### YOUR OBJECTIVE
Text only, exactly as given: reproduce the entries below without their pictures.

(Records from a data source)
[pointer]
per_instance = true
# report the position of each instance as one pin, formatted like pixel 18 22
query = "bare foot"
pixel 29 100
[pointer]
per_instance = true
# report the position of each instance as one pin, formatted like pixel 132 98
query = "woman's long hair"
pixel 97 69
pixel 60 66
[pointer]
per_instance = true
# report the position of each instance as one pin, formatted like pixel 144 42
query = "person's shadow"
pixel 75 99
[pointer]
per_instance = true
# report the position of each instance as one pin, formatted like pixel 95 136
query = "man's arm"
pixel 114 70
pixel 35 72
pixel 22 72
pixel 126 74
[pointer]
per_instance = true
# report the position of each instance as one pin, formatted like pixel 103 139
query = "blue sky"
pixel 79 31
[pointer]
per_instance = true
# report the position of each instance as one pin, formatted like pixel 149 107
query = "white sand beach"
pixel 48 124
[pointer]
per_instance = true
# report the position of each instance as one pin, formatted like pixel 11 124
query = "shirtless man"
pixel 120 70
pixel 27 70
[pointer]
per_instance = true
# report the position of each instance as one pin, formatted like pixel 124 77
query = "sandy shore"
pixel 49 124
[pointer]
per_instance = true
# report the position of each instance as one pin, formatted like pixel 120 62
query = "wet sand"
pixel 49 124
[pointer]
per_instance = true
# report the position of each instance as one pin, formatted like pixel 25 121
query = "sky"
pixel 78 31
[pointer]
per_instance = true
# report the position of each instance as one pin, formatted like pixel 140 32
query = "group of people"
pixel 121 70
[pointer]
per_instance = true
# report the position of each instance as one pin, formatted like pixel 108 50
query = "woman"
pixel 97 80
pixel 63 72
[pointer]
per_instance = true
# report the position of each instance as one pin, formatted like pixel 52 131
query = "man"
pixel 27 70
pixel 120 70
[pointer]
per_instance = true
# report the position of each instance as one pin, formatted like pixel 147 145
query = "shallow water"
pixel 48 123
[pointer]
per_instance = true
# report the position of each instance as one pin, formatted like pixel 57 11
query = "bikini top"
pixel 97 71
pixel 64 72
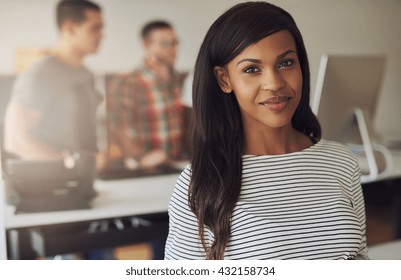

### RESPONSE TO THIS EXERCISE
[pointer]
per_instance = true
# report the position of each instance as one pin, formatted like pixel 18 22
query = "bare foot"
pixel 29 100
[pointer]
per_instance = true
# report the position of each instance as one pin, formatted like pixel 132 98
query = "woman's long hair"
pixel 97 69
pixel 60 66
[pointer]
per_instance = true
# report the position of each instance as one pin, formatted like pixel 144 42
query = "person's shadow"
pixel 75 99
[pointer]
per_instance = true
# report the position of each instance as one pin, formatted like pixel 95 136
query = "man's arm"
pixel 114 70
pixel 35 72
pixel 22 72
pixel 126 74
[pointer]
per_instance = true
# report the position of each instance as one pin, formatted like pixel 103 139
query = "blue sky"
pixel 79 31
[pointer]
per_instance = true
# report the position of each instance as one pin, formatted like pixel 149 107
query = "white sand beach"
pixel 48 124
[pointer]
per_instance = true
# report the position of each instance as one pin, formatted like pixel 11 124
query = "shirtless man"
pixel 120 70
pixel 27 70
[pointer]
per_instance = true
# report the position of each instance as one pin, formatted like pixel 124 77
query = "sandy shore"
pixel 49 124
[pointer]
per_instance = true
# report the position of each instance as one pin, formatted like pixel 120 62
query = "wet sand"
pixel 49 124
[pointer]
per_instance = true
# report the position of each instance as one pin, formatted like pixel 25 121
query = "sky"
pixel 78 31
[pointer]
per_instance = true
# report the position of each instance as one pin, formatted like pixel 140 32
query = "group of people"
pixel 121 70
[pointer]
per_instance = true
# report the position of each instance as one pin, formatted like pixel 108 50
query = "woman"
pixel 97 80
pixel 63 72
[pointer]
per_instance = true
# report the position of each instance as one pin, formatted like pixel 52 131
query = "man"
pixel 27 70
pixel 120 70
[pointer]
per_instance = true
# report the position of each instance as one pin, formatted like pixel 147 145
query = "shallow water"
pixel 48 123
[pointer]
per_instance = true
# report the position of each instance as one pin, formatted like pixel 57 11
query = "bikini top"
pixel 97 71
pixel 64 72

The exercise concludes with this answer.